▶ **Passage provided**
━━━━

In responding to my charge that the extraordinary magisterium has contradicted itself over time, one of the commentators to my blog said that I should consult the writings of Shawn McElhinney.
It is striking that when challenges to the magisterium come up, we are once again referred to a defense of the magisterium by someone below the magisterium.
But just to make sure that I’ve left no stone unturned, let’s see what McElhinney has to say on the subject.
The most relevant and representative writing of his on the subject at hand appears to be something he wrote in reply to James White on the possibility of salvation outside the church.
If this still leaves something important out of consideration, loyal Catholics are more than welcome to draw my attention to whatever I overlooked.
<< While infallibility is involved in the universal resolutions of a lawfully ratified Ecumenical Council, this does not mean that the texts of the Council are either verbally inspired or that they necessarily state a teaching in the best possible way. >>
1.Notice that McElhinney has already tipped his hand. He is going to defend the consistency of magisterial teaching by driving a wedge between the infallible resolutions of an ecumenical council, and the text of the council, which is not necessarily (?) verbally inspired or phrased in the best possible way.
2.One wonders how he is able to extract the infallible resolutions from the fallible text of the resolutions. What is our source of information regarding the resolutions if not the text of the resolutions? Note, he applies this to the autographa, not the copies.
3.Likewise, how do we separate the infallible resolutions from the actual wording of the resolutions?
4. Assuming, for the sake of argument, that his disjunction is valid, it preserves the authority of the magisterium in the abstract by sacrificing the authority of the magisterium in the concrete. For even when an ecumenical council has spoken, there remains an indefinable area of uncertainty.
So we’re left with the question, where do you find the mind of the true church?
<< There is also the element to interpretation known as the sitz im leben. >>
This is a valid principle. So why does he not apply it to the above disclaimer? Does Florence itself include a disclaimer to that effect? Is there any evidence from this general period or before that when an ecumenical council has spoken, this left room for a disjunction between its universal resolutions and the text or wording of is resolutions? Does such a disjunction comport with original intent?
McElhinney then quotes from the council, beginning “It firmly believes, professes, and proclaims that those not living within the Catholic Church, not only pagans, but also Jews and heretics and schismatics cannot become participants in eternal life.”
This is followed by his own gloss:
<< [T]he statement above was specifically directed towards the Apostolic churches which were re-aligning themselves with Rome in the fifteenth century. Those Apostolic churches who (seeking reunification with Rome) knew of the necessity of union with Rome for salvation. In this context, the decree from the Council of Florence must be assessed because otherwise it is not being properly understood. >>
How does this have the least bearing on the conciliar statement? Although that statement was addressed to those who supposedly “knew of the necessity of union with Rome for salvation,” it is a statement about many of those who did not know or acknowledge any such necessity, viz., pagans, Jews, heretics, schismatics. And it specifically says that they are damned “unless before the end of life the same have been added to the flock.” So even though the scope of the audience is quite narrow, the scope of the referent—of those outside the pale of salvation—is extremely broad.

━━━━

▶ **Directions**
A. Say whether each statement agrees with the blog post on the magisterium, answering yes or no and quoting its deciding words: (i) A commentator advised the writer to consult the writings of Shawn McElhinney. (ii) The writer calls the sitz im leben an invalid principle. (iii) The McElhinney writing discussed was a reply to James White on salvation outside the church.
B. Pick up the blog post on the magisterium after its last sentence and keep writing.

▶ **Data extract**
━━━━

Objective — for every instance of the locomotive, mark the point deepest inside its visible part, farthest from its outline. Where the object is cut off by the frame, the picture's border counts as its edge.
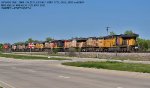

━━━━

▶ **Responses to the tasks**
A.
(i) Yes: "one of the commentators to my blog said that I should consult the writings of Shawn McElhinney."
(ii) No: "This is a valid principle."
(iii) Yes: "something he wrote in reply to James White on the possibility of salvation outside the church."

B.
<< There is also the fact that the statement itself, while definitive, is not formally so. (Instead it is definitive statement because it was reiterating the dogma extra ecclesia nulla salus as previously defined by Lateran IV and particularly by Pope Boniface VIII in the Apostolic Letter Unam Sanctum.) In that sense the exposition element of the teaching would not necessarily fall under the mantle of infallible teaching - particularly since this Decree was to a particular church and not one promulgated to the universal church either expressely or tacitly. >>
1.What does it mean to say that such an exposition “would not necessarily fall under the mantle of infallibility?” What are the criteria for arriving at this determination? Do these criteria date from the time of the council itself (the sitz-im-leben)? Are they magisterial criteria? Has the magisterium ever applied these criteria to the document in question? Or are these riders and waivers being raised after-the-fact, as a face-saving device?
2. Here we have a declaration by one ecumenical council, which reaffirms a declaration by another ecumenical council, which reaffirms an “Apostolic letter” by a medieval pope. Yet McElhinney says that there is still this cloud of uncertainty surrounding the precise force of the conciliar statement.
Isn’t this a losing proposition either way you take it? If, on the one hand, the statement is authoritative, then you have a contradiction between Florence and Vatican II.
But if, on the other hand, the statement is not authoritative, then you can never know when the RCC speaks authoritatively—for even when the pope has spoken, and his statement is reaffirmed by two ecumenical councils, that doesn’t settle the issue once and for all.
A Catholic apologist can only save the reputation of his church by turning his church into a moving target. But, in that event, universal skepticism reigns supreme.
3. What is the value of a General or Ecumenical council which has no more force than a local or particular council?
4. Why is infallibility such an elusive property, anyway? Is it a rare and nonrenewable resource which must be meted out with an eyedropper lest the church use up her limited stock of infallibility in the first few centuries, and have none left for the remainder of the church age? Was Florence running low on infallibility? Was it in danger of running out before the session ended?
This is not a principled distinction, but a polemical distinction—a makeshift distinction concocted by an institution or apologist to save appearances.
<< Those who are not culpably aware of their obligations within this realm were not the intended target of this decree. >>
Which target? The target audience? No, they are not the target audience.
But they are the referent. Although the decree was written to a particular audience, it is not written about a particular audience. After all, if it was only concerned with the target audience, it did not need to talk about pagans and Jews, did it? For it was not pagans and Jews who were seeking reunion with Rome. So the decree goes out of its way to target a much larger swath of humanity. That’s the context.
<< Removing one small sentence from a Bull several pages in length and divorced from the time period and target audience guarantees an error in proper interpretation because the sitz im leben would be undermined. >>
This is a misrepresentation of the charge. You have the papal statement followed by the conciliar statement followed by another conciliar statement. So this is not an isolated sentiment. There is a pattern here.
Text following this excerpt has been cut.